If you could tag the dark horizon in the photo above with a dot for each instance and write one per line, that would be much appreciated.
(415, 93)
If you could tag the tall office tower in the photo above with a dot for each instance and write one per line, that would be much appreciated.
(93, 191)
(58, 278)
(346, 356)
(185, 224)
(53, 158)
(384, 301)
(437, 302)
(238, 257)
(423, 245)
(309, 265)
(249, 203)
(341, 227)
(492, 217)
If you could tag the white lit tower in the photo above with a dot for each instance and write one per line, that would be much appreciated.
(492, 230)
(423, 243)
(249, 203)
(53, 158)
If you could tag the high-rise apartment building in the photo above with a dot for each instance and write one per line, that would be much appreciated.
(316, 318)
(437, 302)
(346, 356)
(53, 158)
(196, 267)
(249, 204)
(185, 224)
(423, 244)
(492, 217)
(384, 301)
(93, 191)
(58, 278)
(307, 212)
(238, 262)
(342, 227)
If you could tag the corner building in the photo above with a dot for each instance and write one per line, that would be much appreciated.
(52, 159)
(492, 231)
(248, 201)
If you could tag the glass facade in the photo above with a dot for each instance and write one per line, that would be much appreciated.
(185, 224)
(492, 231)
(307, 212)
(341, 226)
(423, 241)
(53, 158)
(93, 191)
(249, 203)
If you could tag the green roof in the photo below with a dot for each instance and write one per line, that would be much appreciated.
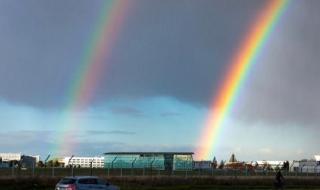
(176, 153)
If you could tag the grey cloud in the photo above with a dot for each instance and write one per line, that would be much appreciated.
(114, 132)
(170, 48)
(284, 85)
(170, 114)
(127, 111)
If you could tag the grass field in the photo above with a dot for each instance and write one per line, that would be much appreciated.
(169, 183)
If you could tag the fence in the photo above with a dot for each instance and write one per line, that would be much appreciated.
(58, 172)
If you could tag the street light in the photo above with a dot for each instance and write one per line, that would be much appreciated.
(71, 164)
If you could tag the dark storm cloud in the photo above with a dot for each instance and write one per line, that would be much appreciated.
(41, 45)
(174, 48)
(284, 85)
(177, 48)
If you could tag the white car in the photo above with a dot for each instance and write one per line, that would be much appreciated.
(84, 183)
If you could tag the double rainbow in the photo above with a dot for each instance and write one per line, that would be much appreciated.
(90, 70)
(241, 62)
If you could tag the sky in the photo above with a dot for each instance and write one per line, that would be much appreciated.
(164, 69)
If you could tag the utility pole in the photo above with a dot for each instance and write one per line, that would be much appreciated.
(71, 164)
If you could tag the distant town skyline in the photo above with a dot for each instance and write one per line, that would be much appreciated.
(156, 85)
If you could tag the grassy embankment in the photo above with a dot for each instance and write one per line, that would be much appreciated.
(170, 183)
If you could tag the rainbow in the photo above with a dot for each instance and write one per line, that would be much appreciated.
(90, 71)
(241, 63)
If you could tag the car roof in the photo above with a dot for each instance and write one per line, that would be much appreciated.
(81, 177)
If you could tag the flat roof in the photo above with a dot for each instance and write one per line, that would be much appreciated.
(123, 153)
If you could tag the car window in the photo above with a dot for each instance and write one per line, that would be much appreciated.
(102, 182)
(67, 181)
(88, 181)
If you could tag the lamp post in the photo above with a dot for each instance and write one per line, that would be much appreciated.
(71, 164)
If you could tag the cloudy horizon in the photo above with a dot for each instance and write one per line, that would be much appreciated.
(158, 83)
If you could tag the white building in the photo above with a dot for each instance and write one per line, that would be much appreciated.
(84, 162)
(6, 157)
(273, 164)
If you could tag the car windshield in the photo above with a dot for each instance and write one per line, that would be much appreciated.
(67, 181)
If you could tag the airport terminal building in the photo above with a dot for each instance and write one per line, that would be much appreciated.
(169, 161)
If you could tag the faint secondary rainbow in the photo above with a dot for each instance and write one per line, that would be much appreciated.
(242, 60)
(90, 71)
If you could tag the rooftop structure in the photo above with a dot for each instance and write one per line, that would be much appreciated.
(84, 162)
(153, 160)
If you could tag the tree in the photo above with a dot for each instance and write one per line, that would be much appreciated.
(214, 163)
(221, 165)
(40, 164)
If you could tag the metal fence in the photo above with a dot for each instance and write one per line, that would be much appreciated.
(58, 172)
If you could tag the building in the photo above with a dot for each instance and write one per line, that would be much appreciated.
(84, 162)
(6, 157)
(18, 159)
(168, 161)
(202, 164)
(272, 164)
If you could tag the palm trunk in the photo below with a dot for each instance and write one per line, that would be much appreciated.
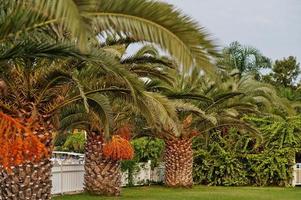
(29, 181)
(102, 176)
(178, 162)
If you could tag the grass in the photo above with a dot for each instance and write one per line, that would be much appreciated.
(197, 193)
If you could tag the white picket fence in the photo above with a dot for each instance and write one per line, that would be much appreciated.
(68, 174)
(297, 175)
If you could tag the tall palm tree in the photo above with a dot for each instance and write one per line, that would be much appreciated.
(245, 59)
(214, 104)
(102, 174)
(27, 26)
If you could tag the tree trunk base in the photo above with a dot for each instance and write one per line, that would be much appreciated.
(178, 162)
(27, 182)
(102, 176)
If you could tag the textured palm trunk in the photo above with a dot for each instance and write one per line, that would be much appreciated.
(178, 162)
(29, 181)
(102, 176)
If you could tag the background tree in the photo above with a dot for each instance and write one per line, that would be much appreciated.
(284, 72)
(245, 59)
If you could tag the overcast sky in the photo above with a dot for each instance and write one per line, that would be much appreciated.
(272, 26)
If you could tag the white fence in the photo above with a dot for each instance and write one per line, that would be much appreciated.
(68, 174)
(297, 175)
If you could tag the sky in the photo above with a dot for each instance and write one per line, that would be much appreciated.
(272, 26)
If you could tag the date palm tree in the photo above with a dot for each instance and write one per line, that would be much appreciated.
(102, 174)
(213, 103)
(27, 26)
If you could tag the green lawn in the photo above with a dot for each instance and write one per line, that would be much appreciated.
(199, 193)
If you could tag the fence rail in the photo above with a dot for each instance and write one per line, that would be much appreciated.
(297, 174)
(68, 174)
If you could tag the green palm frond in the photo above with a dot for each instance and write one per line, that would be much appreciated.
(169, 28)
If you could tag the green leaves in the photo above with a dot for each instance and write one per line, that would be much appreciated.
(156, 22)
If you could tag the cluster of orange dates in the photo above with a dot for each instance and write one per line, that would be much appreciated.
(119, 148)
(18, 144)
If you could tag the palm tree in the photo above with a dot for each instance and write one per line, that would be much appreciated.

§ **What you need to do**
Every record is to be reproduced exactly, with no pictures included.

§ **Solved exercise**
If you could tag the dark horizon in the photo above with a dot for each instance and write one per line, that would be much appreciated.
(415, 93)
If you could tag the tall office tower in the photo above with a dot for each instance and write one per line, that would be much appreciated.
(93, 191)
(58, 278)
(346, 356)
(185, 224)
(53, 158)
(384, 301)
(437, 302)
(238, 257)
(423, 245)
(309, 265)
(249, 203)
(341, 227)
(492, 217)
If you could tag the white lit tower in the photo above with a dot for each instance and write one per line, that would be much appreciated.
(492, 230)
(423, 243)
(249, 203)
(53, 158)
If you could tag the high-rise apartment building in the photo above with a dot for each instance and write one per line, that would be much appreciated.
(316, 318)
(437, 302)
(346, 356)
(53, 158)
(196, 267)
(249, 204)
(185, 224)
(423, 244)
(492, 217)
(384, 301)
(93, 191)
(58, 278)
(307, 212)
(238, 262)
(342, 227)
If you could tag the corner building in the photo above with a dot for each instance and write one per line, that would be much appreciated.
(52, 159)
(492, 231)
(248, 201)
If you could tag the glass facade in the photo above with a dot for each instance and write one per line, that would be much appreciated.
(185, 224)
(492, 231)
(307, 212)
(341, 226)
(423, 241)
(53, 158)
(93, 191)
(249, 203)
If you could tag the green roof in the photo below with a dot for each instance and write one per line, that would be much appreciated.
(176, 153)
If you could tag the grey cloud in the photo above with a dot for each instance and write one per line, that would be much appreciated.
(114, 132)
(170, 48)
(284, 85)
(170, 114)
(127, 111)
If you could tag the grass field in the photo above with a dot for each instance and write one per line, that would be much appreciated.
(169, 183)
If you could tag the fence in the photo above with a dot for each instance and write one per line, that would be much appreciated.
(58, 172)
If you could tag the street light in the photo above with a dot for each instance and write one per line, that would be much appreciated.
(71, 164)
If you could tag the dark storm cloud in the photo above with a dot for each instance and write one per line, that would be much appreciated.
(41, 45)
(174, 48)
(284, 85)
(177, 48)
If you could tag the white car in the photo above with a dot for each instance and write one per line, that would be much appreciated.
(84, 183)
If you could tag the double rainbow in the photo above with a dot for each instance and write one per line, that would be much appreciated.
(90, 70)
(241, 62)
If you could tag the sky in the photo above with a dot for each instance and write one per line, that would be much appreciated.
(164, 69)
If you could tag the utility pole in the photo above with a dot for each instance and write one per line, that would be much appreciated.
(71, 164)
If you could tag the distant town skyline in the photo above with a dot for each instance and write one per line, that would be much appreciated.
(156, 85)
If you could tag the grassy embankment in the photo above with a dot for each instance and write one per line, that would be much appreciated.
(170, 183)
If you could tag the rainbow in the photo above with a dot for each instance and write one per line, that would be much appreciated.
(90, 71)
(241, 63)
If you could tag the car roof in the photo above with a dot for each instance and write one per line, that would be much appreciated.
(81, 177)
If you could tag the flat roof in the photo above with a dot for each instance and write one per line, that would be much appreciated.
(123, 153)
If you could tag the car window in the photo above with a dot for each instance and write one per line, that would be much appreciated.
(102, 182)
(67, 181)
(88, 181)
If you could tag the lamp post in the photo above with a dot for each instance and write one per line, that would be much appreciated.
(71, 164)
If you could tag the cloudy horizon in the photo above with a dot for each instance and write one per line, that would be much appreciated.
(158, 83)
If you could tag the white building in the photo above with a dot for each instance and write one per line, that would be much appreciated.
(84, 162)
(6, 157)
(273, 164)
If you could tag the car windshield in the photo above with a dot for each instance and write one per line, that would be much appreciated.
(67, 181)
If you could tag the airport terminal building in the photo above with a dot for each instance and write one per line, that would be much appreciated.
(169, 161)
If you could tag the faint secondary rainbow in the photo above with a dot for each instance and write one per line, that would be much appreciated.
(242, 60)
(90, 71)
If you could tag the rooftop structure in the photo above with a dot for each instance and write one per line, that would be much appreciated.
(84, 162)
(153, 160)
If you could tag the tree in the photo above with a dot for each instance and write one per line, that would be much appreciated.
(214, 163)
(221, 165)
(40, 164)
If you could tag the metal fence in the photo above with a dot for each instance and write one per line, that would be much appreciated.
(58, 172)
If you could tag the building in the photo above with a dot for each instance and write one per line, that would be much appreciated.
(84, 162)
(6, 157)
(18, 159)
(168, 161)
(202, 164)
(272, 164)
If you could tag the palm trunk in the photo below with a dot for each instance and write one per line, that would be much appreciated.
(29, 181)
(102, 176)
(178, 162)
If you could tag the grass in the photo above with a dot for each instance and write one per line, that would be much appreciated.
(197, 193)
If you could tag the white picket fence in the photo above with a dot for each instance and write one per line, that would be much appreciated.
(68, 174)
(297, 175)
If you could tag the tall palm tree in the photo above with a dot for each instance and write one per line, that would be much appreciated.
(245, 59)
(214, 104)
(102, 174)
(27, 26)
If you could tag the tree trunk base in the photo above with a dot for each instance and write one per line, that would be much appreciated.
(178, 162)
(27, 182)
(102, 176)
If you could tag the textured palm trunk in the photo above with a dot for each instance and write one per line, that would be much appreciated.
(178, 162)
(29, 181)
(102, 176)
If you could tag the background tree in the photo above with a dot for each instance and write one per line, that would be much appreciated.
(284, 72)
(245, 59)
If you could tag the overcast sky in the photo above with a dot for each instance and write one per line, that would be much appreciated.
(272, 26)
If you could tag the white fence in the photo above with a dot for each instance and write one per line, that would be much appreciated.
(68, 174)
(297, 175)
If you could tag the sky in the photo above with a dot for each instance and write one per line, that would be much appreciated.
(272, 26)
If you could tag the date palm tree in the photo above with a dot for each instance and write one per line, that would be much appreciated.
(102, 174)
(213, 103)
(27, 26)
If you could tag the green lawn in the photo above with a dot for each instance and write one per line, that would be much appreciated.
(199, 193)
If you could tag the fence rail in the photo above with a dot for each instance and write one per line, that would be much appreciated.
(297, 174)
(68, 174)
If you could tag the green palm frond in the photo above with a dot for each instance and write one per line, that would be much appreciated.
(169, 28)
If you could tag the green leaves in the photo above with a dot for each instance and write one per line, that would be much appreciated.
(156, 22)
If you could tag the cluster of orange dates in the photo above with a dot for each instance and write one per line, that would be much appreciated.
(119, 148)
(18, 144)
If you could tag the palm tree in the photo above with a dot for each instance and write one per line, that would be much appreciated.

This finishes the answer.